On the one hand, it may be the case that students who chant “by any means necessary” and “from the river to the sea” are doing so while being ignorant of the historical and philosophical context in which these threats of violence originated. Take “by any means necessary.” In the play Dirty Hands (1948), written by the philosopher Jean-Paul Sartre, the phrase is used to call for a violent war to eradicate social class. (Some translations of the play include the phrase “every means at hand.”)
In “Why We Use Violence” (1960), the philosopher Frantz Fanon’s address to the Accra Positive Action Conference, the phrase is used to justify acts of violence by Algerians against colonial powers. (Sartre also endorsed counterviolence in his preface to Fanon’s 1961 book, The Wretched of the Earth.) And when Malcolm X used the phrase in 1964 at the founding rally of the Organization of Afro-American Unity, he was endorsing violence as a legitimate tactic in the fight for civil rights.
Now take “from the river to the sea.” College students may not know what this phrase really means or even which river and sea are referenced. This phrase appears in Hamas’s charter to describe the “Land of Palestine” as “the land and the home of the Palestinian people” and “an Arab Islamic land,” thereby categorically denying any Jewish rights to inhabit the land.
It also appeared in the Likud’s political platform from 1977 to call for Jewish-Israeli sovereignty over the land between the Mediterranean Sea and the Jordan River, thereby categorically denying any Palestinian rights to inhabit the land. Endorsed by either side, then, “from the river to the sea” leaves no room for a peaceful and nonviolent resolution of the conflict.
If our students are ignorant of the historical and philosophical context of threats of violence, such as “by any means necessary” and “from the river to the sea,” yet they enthusiastically chant them during anti-Israel, pro-Palestine protests on college campuses, then higher education has failed them. As educators, we have failed to provide our students with the historical and philosophical resources required for understanding the Israeli-Palestinian conflict—or any other current conflict, for that matter. As the historian David C. McCullough once said, “History is a guide to navigation in perilous times.”

### Excerpted records:
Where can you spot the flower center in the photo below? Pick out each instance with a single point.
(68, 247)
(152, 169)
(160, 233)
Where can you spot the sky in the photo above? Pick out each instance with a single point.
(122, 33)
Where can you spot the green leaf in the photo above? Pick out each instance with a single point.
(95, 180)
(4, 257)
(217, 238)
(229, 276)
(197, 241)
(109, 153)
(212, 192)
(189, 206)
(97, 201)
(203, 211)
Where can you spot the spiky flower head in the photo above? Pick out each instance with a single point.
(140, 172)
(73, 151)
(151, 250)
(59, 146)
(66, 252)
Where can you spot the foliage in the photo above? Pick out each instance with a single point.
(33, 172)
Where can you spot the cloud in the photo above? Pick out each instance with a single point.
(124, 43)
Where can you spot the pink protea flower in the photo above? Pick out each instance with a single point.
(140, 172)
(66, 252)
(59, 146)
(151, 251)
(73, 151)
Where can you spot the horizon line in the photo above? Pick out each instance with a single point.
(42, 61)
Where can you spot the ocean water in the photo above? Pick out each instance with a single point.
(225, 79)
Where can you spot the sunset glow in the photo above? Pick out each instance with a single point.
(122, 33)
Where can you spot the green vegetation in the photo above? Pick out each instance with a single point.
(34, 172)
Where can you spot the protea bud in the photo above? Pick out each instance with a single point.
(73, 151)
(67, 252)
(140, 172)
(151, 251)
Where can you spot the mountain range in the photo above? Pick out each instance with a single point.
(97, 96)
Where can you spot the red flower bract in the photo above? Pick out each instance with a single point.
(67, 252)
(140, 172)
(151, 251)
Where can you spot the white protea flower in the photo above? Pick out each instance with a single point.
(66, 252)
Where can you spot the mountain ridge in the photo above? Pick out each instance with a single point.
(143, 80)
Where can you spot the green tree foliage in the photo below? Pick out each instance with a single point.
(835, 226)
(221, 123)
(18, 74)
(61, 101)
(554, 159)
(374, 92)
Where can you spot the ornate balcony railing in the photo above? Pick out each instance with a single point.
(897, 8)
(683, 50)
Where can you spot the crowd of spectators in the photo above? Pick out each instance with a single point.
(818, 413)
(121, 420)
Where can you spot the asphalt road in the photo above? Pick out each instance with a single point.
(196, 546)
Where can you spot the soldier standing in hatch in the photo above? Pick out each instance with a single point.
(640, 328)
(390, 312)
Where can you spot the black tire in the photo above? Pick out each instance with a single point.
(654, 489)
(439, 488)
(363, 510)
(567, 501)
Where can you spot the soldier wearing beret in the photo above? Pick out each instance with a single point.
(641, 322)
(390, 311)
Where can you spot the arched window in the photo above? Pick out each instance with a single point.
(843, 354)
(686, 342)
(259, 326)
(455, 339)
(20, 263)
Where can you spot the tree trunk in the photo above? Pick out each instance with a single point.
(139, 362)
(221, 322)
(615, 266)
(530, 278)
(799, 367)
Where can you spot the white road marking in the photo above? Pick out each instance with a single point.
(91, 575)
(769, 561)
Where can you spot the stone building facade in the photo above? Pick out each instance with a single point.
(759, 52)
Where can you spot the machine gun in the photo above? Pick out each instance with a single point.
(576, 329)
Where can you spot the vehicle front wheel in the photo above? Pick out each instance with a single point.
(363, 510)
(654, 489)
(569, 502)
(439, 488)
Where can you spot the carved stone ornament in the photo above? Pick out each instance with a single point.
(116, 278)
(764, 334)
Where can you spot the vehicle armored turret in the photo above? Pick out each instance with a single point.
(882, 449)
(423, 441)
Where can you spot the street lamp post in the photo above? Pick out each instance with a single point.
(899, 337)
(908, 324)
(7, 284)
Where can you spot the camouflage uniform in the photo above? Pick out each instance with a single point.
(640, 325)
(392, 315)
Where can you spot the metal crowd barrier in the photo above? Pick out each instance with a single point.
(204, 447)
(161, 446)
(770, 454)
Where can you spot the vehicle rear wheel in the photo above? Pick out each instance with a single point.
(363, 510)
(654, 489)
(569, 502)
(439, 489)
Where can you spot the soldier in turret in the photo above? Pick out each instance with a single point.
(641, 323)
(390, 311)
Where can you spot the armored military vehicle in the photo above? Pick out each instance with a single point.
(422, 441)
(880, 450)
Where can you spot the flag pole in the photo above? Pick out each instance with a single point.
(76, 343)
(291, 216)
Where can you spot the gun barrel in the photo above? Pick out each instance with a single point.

### Short problem A:
Retype the essay on protest slogans word for word, between "It also appeared" and "of the conflict.", inclusive.
### Short problem B:
Write the next part of the essay on protest slogans, picking up right after its last sentence.
The entries are unrelated to the essay on protest slogans.

### Exercise result A:
It also appeared in the Likud’s political platform from 1977 to call for Jewish-Israeli sovereignty over the land between the Mediterranean Sea and the Jordan River, thereby categorically denying any Palestinian rights to inhabit the land. Endorsed by either side, then, “from the river to the sea” leaves no room for a peaceful and nonviolent resolution of the conflict.

### Exercise result B:
On the other hand, it may be the case that students are aware of the historical and philosophical context of threats of violence, such as “by any means necessary” and “from the river to the sea,” but they willingly choose to embrace violence over nonviolence. In that case, higher education has failed them, too. As educators, we have failed to teach our students that nonviolence, as practiced by the likes of Mahatma Gandhi and Martin Luther King Jr., is morally superior to violence in the pursuit of justice.
We have failed to teach them that a violent struggle against injustice is cowardly, whereas a nonviolent struggle is courageous. We have failed to teach them that violence only leads to more violence, whereas nonviolence leads to redemption and reconciliation. We have failed to teach them that the enemy of justice is injustice, not people. We have failed to teach them that violence is the way of hate, whereas nonviolence is the way of love. We have failed to teach them that resorting to violence is a sign of desperation, whereas a nonviolent fight against injustice shows faith that justice will prevail.
Whatever the moral failure of higher education is, be it the former or the latter, our students deserve better. As educators, we must do better for our students’ sake. We cannot let misinformation on TikTok inform their judgments about the Israel-Hamas war. We must step in and educate them about the current war and the broader conflict in the region.